• _EXERCISE PROMPT_
Each entry shown below is to be reproduced exactly.

• _EXERCISE INPUT_

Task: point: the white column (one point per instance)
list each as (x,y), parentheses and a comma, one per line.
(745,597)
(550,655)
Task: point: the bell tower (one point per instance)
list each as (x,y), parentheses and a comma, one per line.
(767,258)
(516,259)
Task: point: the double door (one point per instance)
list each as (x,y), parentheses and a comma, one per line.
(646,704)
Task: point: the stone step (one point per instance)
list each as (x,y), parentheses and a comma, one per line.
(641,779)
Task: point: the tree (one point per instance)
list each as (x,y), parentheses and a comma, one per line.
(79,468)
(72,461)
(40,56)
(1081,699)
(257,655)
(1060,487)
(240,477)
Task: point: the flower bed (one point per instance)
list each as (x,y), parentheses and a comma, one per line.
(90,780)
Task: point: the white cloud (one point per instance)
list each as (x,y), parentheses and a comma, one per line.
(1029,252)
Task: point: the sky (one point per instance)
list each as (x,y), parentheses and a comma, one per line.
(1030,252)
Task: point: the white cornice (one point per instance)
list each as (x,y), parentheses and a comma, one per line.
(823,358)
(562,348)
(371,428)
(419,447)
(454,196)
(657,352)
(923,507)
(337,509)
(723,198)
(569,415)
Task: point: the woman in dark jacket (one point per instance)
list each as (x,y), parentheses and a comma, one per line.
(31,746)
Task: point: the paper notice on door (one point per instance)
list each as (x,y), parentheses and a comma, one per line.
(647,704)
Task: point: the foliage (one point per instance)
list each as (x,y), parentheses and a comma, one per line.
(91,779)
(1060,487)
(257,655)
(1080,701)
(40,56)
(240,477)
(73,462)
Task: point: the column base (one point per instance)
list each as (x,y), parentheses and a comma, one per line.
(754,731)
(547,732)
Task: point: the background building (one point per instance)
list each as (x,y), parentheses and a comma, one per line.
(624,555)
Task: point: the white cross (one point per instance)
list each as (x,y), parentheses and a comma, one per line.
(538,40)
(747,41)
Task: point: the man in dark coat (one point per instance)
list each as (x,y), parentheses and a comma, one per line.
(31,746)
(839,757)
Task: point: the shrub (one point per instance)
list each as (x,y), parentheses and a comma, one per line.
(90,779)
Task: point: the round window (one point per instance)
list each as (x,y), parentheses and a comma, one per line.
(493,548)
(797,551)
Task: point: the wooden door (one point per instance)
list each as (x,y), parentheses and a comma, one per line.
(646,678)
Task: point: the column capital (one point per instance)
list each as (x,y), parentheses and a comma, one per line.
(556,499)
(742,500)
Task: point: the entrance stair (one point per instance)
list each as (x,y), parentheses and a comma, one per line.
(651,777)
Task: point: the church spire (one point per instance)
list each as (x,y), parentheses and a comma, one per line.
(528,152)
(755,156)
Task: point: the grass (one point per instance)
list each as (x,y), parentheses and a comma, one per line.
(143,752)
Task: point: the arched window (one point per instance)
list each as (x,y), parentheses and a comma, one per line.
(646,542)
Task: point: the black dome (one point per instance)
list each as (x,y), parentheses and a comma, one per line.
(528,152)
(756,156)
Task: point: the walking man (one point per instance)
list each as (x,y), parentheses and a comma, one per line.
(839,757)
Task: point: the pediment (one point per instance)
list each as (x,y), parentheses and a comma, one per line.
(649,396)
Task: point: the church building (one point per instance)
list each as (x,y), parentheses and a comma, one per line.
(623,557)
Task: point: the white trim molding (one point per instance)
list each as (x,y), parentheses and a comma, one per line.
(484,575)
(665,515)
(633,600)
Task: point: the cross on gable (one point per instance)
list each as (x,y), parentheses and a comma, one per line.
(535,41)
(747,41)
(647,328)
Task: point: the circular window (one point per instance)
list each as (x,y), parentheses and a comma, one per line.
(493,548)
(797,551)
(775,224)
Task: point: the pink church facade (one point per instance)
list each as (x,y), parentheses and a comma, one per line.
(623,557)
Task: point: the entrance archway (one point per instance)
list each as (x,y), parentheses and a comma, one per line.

• _RESPONSE BOX_
Task: point: the white column (one point per instance)
list each as (x,y), parentheses and a comma, one per line.
(745,597)
(550,655)
Task: point: the bell tower (one point per instance)
list each as (x,y), parentheses and a comma, one per line.
(767,258)
(516,259)
Task: point: the double door (one point per instance)
list each as (x,y), parentheses and a comma, one per line.
(646,704)
Task: point: the stone step (one point per instance)
list each as (x,y), parentheses and a comma, one per line.
(641,779)
Task: point: the tree (one point per instance)
list each as (x,y), parentheses and a comma, one per line.
(79,468)
(72,461)
(40,56)
(1081,699)
(257,655)
(1060,487)
(240,477)
Task: point: the flower bed (one point per instance)
list each as (x,y), parentheses and a comma, one per line.
(90,780)
Task: point: the white cloud (one point per instance)
list each as (x,y), parentheses and a comma, one per line.
(1029,252)
Task: point: the sky (one point per instance)
list each as (x,y), parentheses and a comma, one per line.
(1030,252)
Task: point: the white cornice (one point per instance)
list each as (x,y), parentheses and a comma, one per line.
(823,358)
(562,348)
(371,428)
(419,447)
(454,196)
(657,352)
(923,507)
(337,509)
(723,198)
(569,415)
Task: point: the woman in dark jacket (one point per instance)
list each as (x,y), parentheses and a comma, one per line.
(31,746)
Task: point: the paper notice on door (one point per instance)
list each as (x,y), parentheses and a comma, one per line.
(647,704)
Task: point: the foliage (one point per instance)
list each as (x,y), parentheses and a comma, one per line.
(91,779)
(1060,487)
(257,655)
(1080,701)
(40,56)
(240,477)
(73,462)
Task: point: the column base (one point per instance)
list each as (x,y), parentheses and a comma, one per line.
(754,731)
(547,732)
Task: point: the background building (one point per instance)
list each as (x,y), parentheses and a comma, one per line.
(624,555)
Task: point: the white cross (one point per instance)
list each as (x,y), parentheses and a comma, one per line.
(538,40)
(747,41)
Task: point: the man in dark coat (one point per instance)
list each as (x,y), parentheses and a comma, one per line.
(31,746)
(839,757)
Task: point: the shrub (one point per instance)
list each as (x,y), parentheses and a comma, one per line.
(90,779)
Task: point: the round window (one point per instance)
list each as (x,y), parentheses and a comma, one per line.
(493,548)
(797,551)
Task: point: the wooden door (one point per instance)
list each as (x,y), parentheses and a comma, one per line.
(646,678)
Task: point: the column capital (one point per instance)
list each as (x,y), parentheses and a comma, one per line.
(556,499)
(742,500)
Task: point: the entrance stair (one point per instance)
list each as (x,y), parentheses and a comma, one per line.
(651,777)
Task: point: the church spire (one point per instance)
list each as (x,y), parentheses and a comma, one per line.
(528,152)
(755,156)
Task: point: the grass (one point per instance)
list each as (x,y), parentheses and a comma, one per line.
(143,752)
Task: point: the arched window (one point per instance)
list each as (x,y), parentheses and a comma, one per line.
(646,542)
Task: point: the black dome (one point per instance)
list each as (x,y), parentheses and a comma, one per line.
(528,152)
(756,156)
Task: point: the walking man (one point per instance)
list each as (x,y), parentheses and a comma, one per line.
(839,757)
Task: point: the pediment (one point per instance)
list each as (x,y), parentheses and a comma, one per line.
(649,396)
Task: point: the church building (one point per instance)
list each as (x,y), parentheses and a comma, one per line.
(623,557)
Task: point: the white trim molding (one point per instance)
list each as (x,y), parentheses and a comma, one per line.
(484,575)
(665,515)
(633,600)
Task: point: the cross on gable (one point per instance)
list each as (x,y), parentheses and a comma, one per line.
(535,41)
(747,41)
(647,328)
Task: point: the circular window (one point per instance)
list each as (x,y), parentheses and a comma, one per line.
(493,548)
(797,551)
(775,224)
Task: point: the pink church facade (one point per instance)
list each as (x,y), parentheses and a comma, one per line.
(623,557)
Task: point: the entrance archway (one point per instance)
list each as (x,y), parentheses and a comma, one per line.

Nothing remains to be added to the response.